- [SHORT PROBLEM]: Turn every line of the material below into a numbered list, one line per item, leaving out any blank lines.

- [RECORDS FOR PROCESSING]:
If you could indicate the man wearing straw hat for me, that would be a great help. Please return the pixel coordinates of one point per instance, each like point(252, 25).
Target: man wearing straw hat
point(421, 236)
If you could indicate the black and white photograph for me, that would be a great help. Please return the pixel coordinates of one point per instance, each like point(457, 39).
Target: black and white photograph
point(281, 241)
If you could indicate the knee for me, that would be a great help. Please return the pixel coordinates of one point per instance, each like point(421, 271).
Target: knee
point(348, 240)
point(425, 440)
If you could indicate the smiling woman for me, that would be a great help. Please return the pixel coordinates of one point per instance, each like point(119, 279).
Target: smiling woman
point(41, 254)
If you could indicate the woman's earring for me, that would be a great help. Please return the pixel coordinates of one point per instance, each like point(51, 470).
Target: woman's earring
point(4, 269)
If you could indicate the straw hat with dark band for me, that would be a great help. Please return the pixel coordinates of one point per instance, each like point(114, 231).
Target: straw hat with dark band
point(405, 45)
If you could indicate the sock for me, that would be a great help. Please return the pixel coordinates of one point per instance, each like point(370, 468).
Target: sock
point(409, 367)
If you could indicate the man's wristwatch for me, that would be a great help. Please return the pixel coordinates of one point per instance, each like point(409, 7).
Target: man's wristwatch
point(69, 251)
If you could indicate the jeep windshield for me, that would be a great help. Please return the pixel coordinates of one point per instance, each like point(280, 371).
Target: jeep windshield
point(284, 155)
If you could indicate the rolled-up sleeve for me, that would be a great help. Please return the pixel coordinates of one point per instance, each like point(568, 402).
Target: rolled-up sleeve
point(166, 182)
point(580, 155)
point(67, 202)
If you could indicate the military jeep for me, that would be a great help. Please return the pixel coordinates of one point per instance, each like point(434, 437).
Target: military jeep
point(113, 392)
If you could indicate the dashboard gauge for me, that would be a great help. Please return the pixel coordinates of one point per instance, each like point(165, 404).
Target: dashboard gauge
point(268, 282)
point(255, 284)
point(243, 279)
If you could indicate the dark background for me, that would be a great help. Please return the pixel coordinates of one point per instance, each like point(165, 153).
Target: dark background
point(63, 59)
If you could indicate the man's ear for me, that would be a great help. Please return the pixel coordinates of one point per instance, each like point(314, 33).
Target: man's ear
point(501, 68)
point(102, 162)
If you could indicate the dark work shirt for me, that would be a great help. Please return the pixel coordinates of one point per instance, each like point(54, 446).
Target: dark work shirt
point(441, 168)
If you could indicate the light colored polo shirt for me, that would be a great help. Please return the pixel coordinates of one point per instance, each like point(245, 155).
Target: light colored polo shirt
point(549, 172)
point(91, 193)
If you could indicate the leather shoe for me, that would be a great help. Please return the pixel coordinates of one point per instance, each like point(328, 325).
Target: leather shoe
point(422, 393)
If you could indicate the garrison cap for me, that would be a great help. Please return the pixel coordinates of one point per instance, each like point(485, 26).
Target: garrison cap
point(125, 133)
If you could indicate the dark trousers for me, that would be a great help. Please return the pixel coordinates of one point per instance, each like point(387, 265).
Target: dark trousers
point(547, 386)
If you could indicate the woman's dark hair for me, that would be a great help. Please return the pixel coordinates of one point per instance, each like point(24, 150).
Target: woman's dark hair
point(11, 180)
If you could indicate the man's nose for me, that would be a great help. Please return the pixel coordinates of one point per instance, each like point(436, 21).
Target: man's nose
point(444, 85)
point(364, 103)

- [ANSWER TO THE TASK]:
1. If you could indicate the man wearing straw hat for me, that would be a great help. Please return the pixel coordinates of one point per instance, each like point(252, 25).
2. Target: man wearing straw hat
3. point(421, 236)
4. If you could indicate the black and white photograph for me, that would be a great help. Please return the pixel coordinates of one point per instance, each like point(457, 39).
5. Target: black and white photograph
6. point(281, 241)
7. If you could indicate the knee for me, that would be a great help. Please return the pixel coordinates of one point per instance, each like point(421, 271).
8. Target: knee
9. point(348, 240)
10. point(425, 440)
11. If you could indicate the smiling woman for me, that would be a great help. Please return the pixel coordinates of one point per instance, each like point(119, 279).
12. Target: smiling woman
13. point(41, 254)
14. If you could indicate the woman's earring for me, that would be a great help. Please return the pixel coordinates of one point per instance, each like point(51, 470).
15. Target: woman's earring
16. point(4, 269)
17. If you could indicate the straw hat with dark band for me, that would be a great help. Please return the pixel coordinates of one point per instance, each like point(114, 231).
18. Target: straw hat with dark band
19. point(405, 45)
20. If you could indicate the sock for me, that would be a great help. Please return the pixel coordinates of one point per instance, each like point(370, 468).
21. Target: sock
22. point(409, 367)
23. If you could indicate the man's wristwatch for me, that would be a great help. Please return the pixel coordinates of one point per instance, each like point(409, 7).
24. Target: man's wristwatch
25. point(69, 251)
26. If you could indicate the jeep windshield for me, that would be a great help. Please return the pixel coordinates of one point per instance, each like point(280, 371).
27. Target: jeep windshield
28. point(284, 155)
29. If you could indicate the rolled-up sleeve for me, that would be a great help. Please return the pixel coordinates of one point per instance, each like point(568, 402).
30. Target: rolled-up sleeve
31. point(166, 182)
32. point(580, 155)
33. point(67, 202)
34. If you could indicate the military jeep for me, that would be a great help. Please return the pixel coordinates of one point per instance, each like point(434, 437).
35. Target: military jeep
36. point(113, 392)
37. If you could indicate the dashboard gauge for me, that would be a great help. Please return the pixel coordinates of one point per instance, each like point(165, 404).
38. Target: dashboard gauge
39. point(268, 282)
40. point(255, 284)
41. point(243, 279)
42. If you could indicate the dark background for me, that would be a great help. Please return the pixel coordinates of one point per instance, each like point(165, 153).
43. Target: dark background
44. point(63, 59)
45. If you could indicate the man's ear for me, that would be a great help. Please return the pixel coordinates of one point per instance, each like point(314, 33).
46. Target: man's ear
47. point(501, 68)
48. point(102, 162)
49. If you could indicate the dark work shirt for me, that would be a great help. Please return the pixel coordinates of one point per instance, each like point(54, 446).
50. Target: dark work shirt
51. point(441, 168)
52. If you could indicate the light colored polo shirt for me, that would be a great help. Please return the pixel coordinates of one point per instance, each like point(245, 155).
53. Target: light colored polo shirt
54. point(549, 172)
55. point(91, 193)
56. If you could indicate the leather shoe for me, that would be a great help. Please return the pixel coordinates of one point per instance, each like point(328, 325).
57. Target: leather shoe
58. point(422, 393)
59. If you could indicate the garrison cap for me, that would be a great help. Please return the pixel coordinates of one point per instance, each like point(485, 26).
60. Target: garrison cap
61. point(125, 133)
62. If you could indicate the dark trousers for me, that would be a great help. Please return the pixel coordinates of one point per instance, each like point(387, 265).
63. Target: dark trousers
64. point(547, 386)
65. If you could indicate the woman's dark hair for me, that would be a great help. Please return the pixel coordinates of one point per instance, each like point(24, 150).
66. Target: woman's dark hair
67. point(11, 180)
68. If you could indicate the man's nose for me, that would be a great help. Please return the pixel coordinates of one point per instance, each like point(436, 21).
69. Target: man's nose
70. point(444, 85)
71. point(364, 103)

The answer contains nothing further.